## What the task requires
Leave out the pictures and repeat every record exactly.
── Records shown ──
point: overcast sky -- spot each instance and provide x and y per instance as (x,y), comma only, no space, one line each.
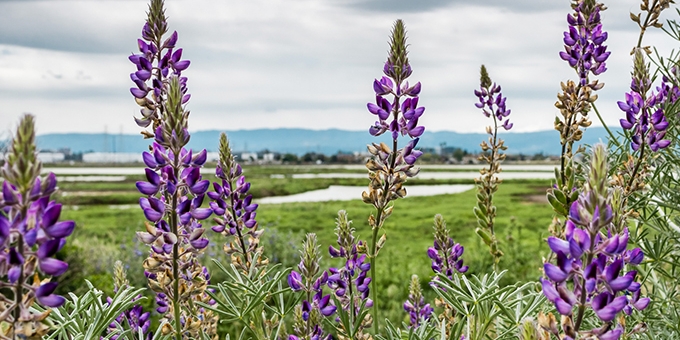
(299,63)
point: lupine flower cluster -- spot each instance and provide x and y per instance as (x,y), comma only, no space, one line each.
(350,283)
(585,52)
(30,236)
(134,318)
(158,60)
(308,316)
(644,109)
(583,43)
(415,306)
(593,259)
(390,167)
(235,211)
(492,103)
(174,189)
(446,255)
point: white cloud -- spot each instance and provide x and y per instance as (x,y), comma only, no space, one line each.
(307,63)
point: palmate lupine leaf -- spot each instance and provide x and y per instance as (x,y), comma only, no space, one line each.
(485,308)
(247,297)
(426,331)
(88,316)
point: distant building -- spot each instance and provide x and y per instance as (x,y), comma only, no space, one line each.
(248,157)
(51,157)
(111,157)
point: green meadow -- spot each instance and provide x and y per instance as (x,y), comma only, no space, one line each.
(107,217)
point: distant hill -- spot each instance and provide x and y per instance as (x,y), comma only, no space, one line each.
(300,141)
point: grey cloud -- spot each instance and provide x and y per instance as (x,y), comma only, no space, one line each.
(90,27)
(397,6)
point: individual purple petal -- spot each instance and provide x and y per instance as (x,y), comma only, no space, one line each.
(52,266)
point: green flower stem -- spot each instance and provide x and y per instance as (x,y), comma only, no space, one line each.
(175,258)
(374,240)
(609,132)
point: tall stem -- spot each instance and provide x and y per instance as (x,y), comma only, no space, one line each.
(175,255)
(19,289)
(643,27)
(609,132)
(238,229)
(489,202)
(582,302)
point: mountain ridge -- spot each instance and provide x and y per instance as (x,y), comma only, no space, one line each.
(300,141)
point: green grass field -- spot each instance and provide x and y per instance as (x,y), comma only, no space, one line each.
(107,218)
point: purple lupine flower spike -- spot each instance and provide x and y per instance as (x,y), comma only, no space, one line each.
(315,305)
(350,282)
(235,212)
(583,42)
(415,305)
(30,237)
(493,104)
(398,111)
(446,255)
(644,108)
(590,270)
(174,189)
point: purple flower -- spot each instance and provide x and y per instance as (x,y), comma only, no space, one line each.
(591,260)
(492,102)
(415,305)
(583,42)
(174,190)
(644,108)
(235,212)
(30,234)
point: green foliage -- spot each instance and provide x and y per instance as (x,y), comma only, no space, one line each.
(88,316)
(253,304)
(486,309)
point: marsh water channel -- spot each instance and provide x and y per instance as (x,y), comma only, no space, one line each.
(333,192)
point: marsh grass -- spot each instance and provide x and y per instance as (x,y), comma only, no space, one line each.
(106,233)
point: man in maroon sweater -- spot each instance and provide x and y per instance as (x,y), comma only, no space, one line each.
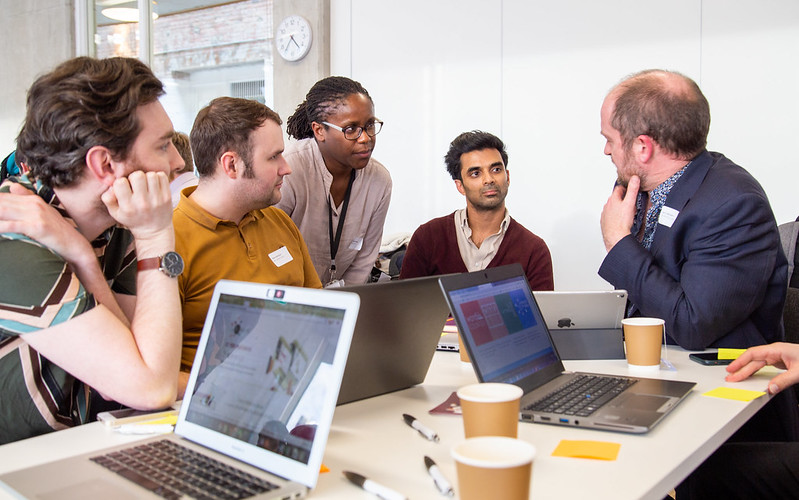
(483,234)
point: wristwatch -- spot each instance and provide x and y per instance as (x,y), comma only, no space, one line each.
(171,264)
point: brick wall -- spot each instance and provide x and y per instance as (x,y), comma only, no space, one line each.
(230,34)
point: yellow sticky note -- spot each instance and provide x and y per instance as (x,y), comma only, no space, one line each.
(598,450)
(730,353)
(732,393)
(168,420)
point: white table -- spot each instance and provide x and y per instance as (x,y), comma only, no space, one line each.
(371,438)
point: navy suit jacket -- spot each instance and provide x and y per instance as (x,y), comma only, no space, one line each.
(718,275)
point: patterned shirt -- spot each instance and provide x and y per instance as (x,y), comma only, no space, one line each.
(658,198)
(39,289)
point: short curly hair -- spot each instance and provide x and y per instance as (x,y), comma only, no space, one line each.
(476,140)
(84,102)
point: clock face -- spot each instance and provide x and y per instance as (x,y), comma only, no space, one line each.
(293,38)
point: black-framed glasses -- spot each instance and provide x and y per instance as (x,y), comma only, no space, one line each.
(352,133)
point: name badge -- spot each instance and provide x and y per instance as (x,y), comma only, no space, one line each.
(667,216)
(356,244)
(281,256)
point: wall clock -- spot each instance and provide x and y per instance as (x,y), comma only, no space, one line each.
(293,38)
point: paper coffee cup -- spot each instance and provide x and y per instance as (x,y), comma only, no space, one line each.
(490,409)
(643,338)
(494,467)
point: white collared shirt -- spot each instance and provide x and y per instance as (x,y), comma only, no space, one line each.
(473,257)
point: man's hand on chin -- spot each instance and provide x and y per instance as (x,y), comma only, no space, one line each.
(619,212)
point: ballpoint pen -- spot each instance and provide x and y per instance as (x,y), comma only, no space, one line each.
(438,478)
(423,430)
(373,487)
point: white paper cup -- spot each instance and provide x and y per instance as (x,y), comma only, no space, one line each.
(643,339)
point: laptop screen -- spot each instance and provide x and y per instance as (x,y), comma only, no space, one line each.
(264,373)
(506,335)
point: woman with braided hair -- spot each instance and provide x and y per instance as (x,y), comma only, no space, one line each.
(337,194)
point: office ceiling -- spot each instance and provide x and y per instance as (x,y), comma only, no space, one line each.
(161,7)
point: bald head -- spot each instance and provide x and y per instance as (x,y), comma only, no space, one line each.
(664,105)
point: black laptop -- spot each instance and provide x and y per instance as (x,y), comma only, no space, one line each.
(507,339)
(399,325)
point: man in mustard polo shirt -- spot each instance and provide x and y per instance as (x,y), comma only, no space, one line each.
(226,227)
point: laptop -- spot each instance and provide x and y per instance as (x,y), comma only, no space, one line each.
(508,341)
(399,324)
(258,408)
(585,324)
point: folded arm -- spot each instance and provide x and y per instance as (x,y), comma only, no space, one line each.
(722,269)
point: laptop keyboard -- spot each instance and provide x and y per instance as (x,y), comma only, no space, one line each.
(582,396)
(170,470)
───
## Finished answer
point: overcast sky -- spot each instance and provide x and y per instance as (x,y), comma only, no space, one line each.
(299,63)
point: lupine flower cluster -- spot each instance and provide x and y per instance as (x,y), comma only, no space, one line each.
(350,283)
(585,52)
(30,236)
(134,318)
(158,60)
(308,316)
(644,109)
(583,43)
(415,306)
(593,259)
(390,167)
(235,211)
(492,103)
(174,189)
(446,255)
point: white cloud -- spot each instance and provide x and y per instance as (x,y), comma only, no space, one line each.
(307,63)
point: palmate lupine leaf -- spot each instance and provide x and y per instance as (x,y), comma only, no space, one line each.
(485,308)
(247,297)
(426,331)
(88,316)
point: distant building -- spot each instance and provide x and y per instance as (x,y), comma only, no space, one line each.
(248,157)
(51,157)
(111,157)
point: green meadow -- spot each instance and provide x and y per instance as (x,y), comma only, no space, one line each.
(107,217)
point: distant hill -- spot each instance and provide x and y per instance as (x,y), comma only, no space, one line each.
(300,141)
point: grey cloud -- spot each instance and provide x and y per instance as (x,y), comma only, no space, one line each.
(90,27)
(397,6)
point: individual purple petal -- spot each instance and provide x and y per instance as (x,y), comma only, no space, one line each.
(52,266)
point: green flower stem -- spot each instance and provide x and y per instance as (x,y), comma only, no space, one line each.
(175,258)
(374,240)
(609,132)
point: tall stem -- spot each instance and provide x and y per instance as (x,y), comma only, no space, one line each.
(175,255)
(19,289)
(643,27)
(609,132)
(238,229)
(489,202)
(582,302)
point: mountain ridge -- spot each instance and provide x and y per instance as (x,y), comma only, no space, one line each.
(300,141)
point: green grass field -- spot each instance and provide x and y per instance as (x,y), comma only, no space, one line each.
(107,218)
point: purple lupine flower spike -- spot each instance and provide x and y per instance as (x,y), comma only, no space, one line each.
(315,305)
(350,282)
(235,212)
(583,42)
(415,305)
(30,237)
(493,104)
(398,111)
(446,255)
(644,108)
(590,270)
(174,189)
point: purple flower -- spot each instance and provide x and y per instance as (x,y), comma only, no space, one line each.
(591,260)
(492,102)
(415,305)
(583,42)
(174,190)
(644,108)
(235,212)
(30,234)
point: green foliage -- spot each instance and provide x and y per instance as (x,y), comma only, no space, one line each.
(88,316)
(253,304)
(486,309)
point: marsh water channel -- spot each instance and provide x and y per instance as (x,y), comma only, no space, one line each.
(333,192)
point: marsh grass -- spot each instance and provide x and y per instance as (x,y), comma only, no space, one line each.
(106,233)
point: man in maroon sweater -- spot each instance and provide x and y per instance as (x,y), comma only, no space, one line each.
(483,234)
point: wristwatch -- spot each instance and provide x and y per instance as (x,y), comma only, no space, one line each.
(171,264)
point: brick wall -- spot each instance and provide x and y per instance as (x,y), comma only, no space, one line each.
(230,34)
point: yellow sticky note -- spot each instance and provide x and y per instance as (x,y), comma only, no space, one line each.
(598,450)
(730,353)
(732,393)
(168,420)
point: white table -- spot each instance and provide x and y per instance as (x,y), comma only, no space, one line each.
(371,438)
point: navy suit jacket -- spot each instance and provide x and y per instance as (x,y), comma only, no space, one line each.
(718,275)
point: patterned shirt -- spot each instance and provide x and y per instance as (x,y), comma only, no space, one line each.
(658,198)
(39,289)
point: short curly hair -- spot each instance and provide x and y per instance as (x,y), comma only, no space, one line each.
(476,140)
(84,102)
point: clock face -- spot each instance and provide x and y per instance as (x,y), comma only, no space, one line each.
(293,38)
point: black-framed glasses -- spot each instance and provide x and y per instance as (x,y), comma only, no space, one line each.
(352,133)
point: name badge -- spot each instance and provide x and y per instance as (x,y), comma only, no space, one line each.
(667,216)
(356,244)
(281,256)
point: wall clock -- spot each instance and provide x and y per instance as (x,y), comma only, no space, one line each.
(293,38)
point: paper coffee cup -- spot each instance and provide x and y per instance as (x,y), comma only, no space, one line each.
(490,409)
(643,338)
(494,467)
point: white collared shirt -- spot each instance and provide x and y per instance as (x,y), comma only, no space, one line each.
(473,257)
point: man's hand on chin -- spot each instance and provide x and y per instance as (x,y), comma only, no space, one line each.
(619,212)
point: ballpoint pen -- spot each instance and provide x and y per instance as (x,y), comma only, no space, one line each.
(438,478)
(423,430)
(373,487)
point: white paper cup -- spot each instance and provide x and y per instance as (x,y), comma only, no space, one line each.
(643,339)
point: laptop screen -- spot each instance and provide x and y per instance as (x,y), comma only, no space, one line each.
(264,373)
(506,335)
point: woman with braided hair -- spot each instance and provide x and y per instance as (x,y), comma only, no space, one line each.
(337,194)
point: office ceiling -- spot each instance and provide x and y per instance as (x,y), comma only, no space, one line each.
(161,7)
point: bald head -- spot each instance and provide x and y per instance as (x,y), comma only, no space, one line each.
(664,105)
point: black laptop -- spot each instance and provide x and y per instance as (x,y), comma only, no space, one line each.
(507,339)
(399,325)
point: man in mustard polo shirt -- spot each instance and provide x and y per instance as (x,y), comma only, no space, one line each.
(226,227)
point: laptop -- spot each instance and provide x and y per instance as (x,y), comma only, no space, one line each.
(508,341)
(399,324)
(258,408)
(585,324)
point: folded arm -- spot each instance and provide x and y per instance as (x,y), comma only, no space, one line each.
(722,269)
point: laptop keyboard -- spot each instance and provide x and y per instance as (x,y), comma only, no space, one line each.
(582,396)
(170,470)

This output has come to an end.